#### TASK DIRECTIONS:
Using the word "panel" as the filter, copy each matching line from the records.

Excerpts from a dataset:
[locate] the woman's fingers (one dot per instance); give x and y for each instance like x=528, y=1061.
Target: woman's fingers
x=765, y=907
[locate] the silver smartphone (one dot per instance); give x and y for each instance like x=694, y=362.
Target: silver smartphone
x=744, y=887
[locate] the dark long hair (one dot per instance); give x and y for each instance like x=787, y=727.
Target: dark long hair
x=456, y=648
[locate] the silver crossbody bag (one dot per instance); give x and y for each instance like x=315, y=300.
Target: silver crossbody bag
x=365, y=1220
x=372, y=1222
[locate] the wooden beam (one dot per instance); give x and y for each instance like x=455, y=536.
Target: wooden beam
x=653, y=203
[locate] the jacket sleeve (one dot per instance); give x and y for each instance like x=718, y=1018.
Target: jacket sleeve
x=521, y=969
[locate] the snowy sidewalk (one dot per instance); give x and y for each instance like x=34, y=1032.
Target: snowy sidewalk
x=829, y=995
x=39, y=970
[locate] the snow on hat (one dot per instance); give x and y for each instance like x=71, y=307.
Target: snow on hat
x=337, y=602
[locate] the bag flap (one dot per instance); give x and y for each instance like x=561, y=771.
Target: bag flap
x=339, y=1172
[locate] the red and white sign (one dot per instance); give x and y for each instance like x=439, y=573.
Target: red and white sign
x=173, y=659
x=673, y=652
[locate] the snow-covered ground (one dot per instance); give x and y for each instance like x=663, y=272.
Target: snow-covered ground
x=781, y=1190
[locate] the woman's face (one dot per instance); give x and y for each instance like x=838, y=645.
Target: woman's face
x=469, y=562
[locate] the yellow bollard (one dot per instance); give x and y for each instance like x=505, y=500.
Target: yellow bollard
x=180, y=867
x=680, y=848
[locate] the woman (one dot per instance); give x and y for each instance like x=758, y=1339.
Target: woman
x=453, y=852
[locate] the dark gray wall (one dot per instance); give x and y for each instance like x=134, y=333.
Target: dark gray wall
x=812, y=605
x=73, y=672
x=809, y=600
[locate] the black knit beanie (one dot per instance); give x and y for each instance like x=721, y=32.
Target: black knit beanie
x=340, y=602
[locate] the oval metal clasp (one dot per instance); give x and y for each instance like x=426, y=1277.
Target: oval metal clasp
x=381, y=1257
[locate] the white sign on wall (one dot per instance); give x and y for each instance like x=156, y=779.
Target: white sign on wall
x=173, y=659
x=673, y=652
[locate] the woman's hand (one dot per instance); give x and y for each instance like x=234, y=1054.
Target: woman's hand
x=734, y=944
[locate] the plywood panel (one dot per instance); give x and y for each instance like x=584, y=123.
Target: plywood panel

#### WRITTEN REPLY:
[locate] the plywood panel (one dot per instance); give x and y for each instance like x=584, y=123.
Target: plywood panel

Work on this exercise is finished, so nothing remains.